VAL20 — Relay Throughput Benchmark¶

Audience: engineers and reviewers who want a reproducible local benchmark for edge relay executor throughput. Complements VAL19 (impairment correctness) by characterising raw delivery rate and backpressure behaviour under load.

1. Scope¶

VAL20 validates three operational goals:

Throughput baseline — measure segments/sec and bytes/sec delivered end-to-end over a loopback mTLS relay session under clean network conditions.
Scheduler scalability — confirm that throughput does not catastrophically degrade as queue depth grows from 1 to 100 segments.
Backpressure evidence — demonstrate that the 1 Mbps bandwidth constraint (via VAL19 impairment proxy) visibly reduces bytes/sec compared to clean mode.

Out of scope:

Multi-peer relay (VAL20 uses one peer: peer-val20)
Persistent-across-restart durability (covered by VAL11/VAL15)
Relay ledger correctness (covered by PR-14/PR-15 deadletter lab)
Bandwidth enforcement correctness at the control plane (covered by PR-16)
Relay under packet loss / latency / outage (covered by VAL19)

2. Architecture¶

edged (relay executor)
  → relay_impairment_proxy:19041   ← proxy in clean or bandwidth mode
      → edge_deadletter_lab_peer:19042  ← mTLS receive + JSON evidence

All traffic is loopback. The impairment proxy (relay_impairment_proxy.go) is reused from VAL19 and is kept in clean mode for tiers T1–T4. Tier T5 applies a 1 Mbps bandwidth constraint to demonstrate backpressure.

> _TASKS FOR THIS EXERCISE_:
(1) From the VAL20 relay benchmark page, list every item it places out of scope.
(2) Pick up the VAL20 relay benchmark page after its final sentence and write the next part in the same style.
The entries after this point play no part in the work.

> _DATA LISTING_:

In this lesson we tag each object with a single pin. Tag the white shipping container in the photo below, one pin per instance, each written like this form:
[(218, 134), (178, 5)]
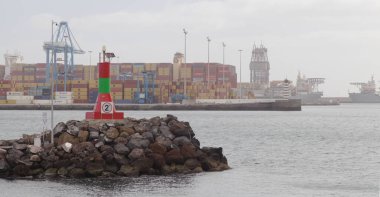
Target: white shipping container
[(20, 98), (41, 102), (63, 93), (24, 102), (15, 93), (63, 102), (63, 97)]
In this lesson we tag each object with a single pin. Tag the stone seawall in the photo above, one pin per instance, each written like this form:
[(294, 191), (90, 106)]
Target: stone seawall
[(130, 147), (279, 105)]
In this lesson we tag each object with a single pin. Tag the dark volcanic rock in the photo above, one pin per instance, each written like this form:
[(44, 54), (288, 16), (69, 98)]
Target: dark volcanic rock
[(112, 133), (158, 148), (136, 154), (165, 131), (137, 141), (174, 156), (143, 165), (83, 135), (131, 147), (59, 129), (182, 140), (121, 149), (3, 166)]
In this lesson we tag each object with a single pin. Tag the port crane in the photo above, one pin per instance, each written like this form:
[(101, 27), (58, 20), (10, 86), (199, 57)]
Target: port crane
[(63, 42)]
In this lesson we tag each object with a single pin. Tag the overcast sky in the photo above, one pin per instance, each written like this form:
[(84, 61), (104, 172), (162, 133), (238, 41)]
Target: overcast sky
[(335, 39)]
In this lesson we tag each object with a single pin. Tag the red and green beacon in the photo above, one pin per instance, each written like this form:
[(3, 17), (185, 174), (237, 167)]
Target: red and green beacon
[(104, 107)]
...
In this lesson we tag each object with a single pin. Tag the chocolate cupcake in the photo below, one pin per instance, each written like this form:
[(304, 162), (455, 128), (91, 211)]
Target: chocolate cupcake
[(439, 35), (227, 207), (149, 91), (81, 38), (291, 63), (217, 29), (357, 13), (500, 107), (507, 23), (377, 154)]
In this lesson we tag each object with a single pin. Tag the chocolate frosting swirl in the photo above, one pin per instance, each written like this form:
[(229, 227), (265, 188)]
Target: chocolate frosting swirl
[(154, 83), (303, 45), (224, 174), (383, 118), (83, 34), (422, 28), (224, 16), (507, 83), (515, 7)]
* * *
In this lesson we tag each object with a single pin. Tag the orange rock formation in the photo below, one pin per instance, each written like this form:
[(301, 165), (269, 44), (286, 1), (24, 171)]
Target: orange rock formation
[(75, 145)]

> _ANSWERS FOR THE EXERCISE_:
(1)
- Multi-peer relay
- Persistent-across-restart durability
- Relay ledger correctness
- Bandwidth enforcement correctness at the control plane
- Relay under packet loss / latency / outage

(2)
Port assignments (isolated from VAL19 19030–19033)¶

Component	Address
edged	`127.0.0.1:19040`
proxy (edged→)	`127.0.0.1:19041`
peer server	`127.0.0.1:19042`
proxy ctrl API	`127.0.0.1:19043`

Relay executor configuration¶

The edge.toml generated by edge_relay_throughput_setup.go increases concurrency relative to the deadletter lab defaults:

[scheduler]
max_concurrent_relays = 4
schedule_interval_seconds = 1
max_segments_per_scheduling_round = 50

[relay]
worker_count = 4
dial_timeout_seconds = 5
ack_timeout_seconds = 5

Higher concurrency ensures the benchmark saturates the loopback network rather than the scheduler tick interval.

3. Workload Tiers¶

Segments are seeded to PENDING state (not deadletter). The relay executor picks them up automatically on the first scheduling round — no relay deadletter retry invocations are needed.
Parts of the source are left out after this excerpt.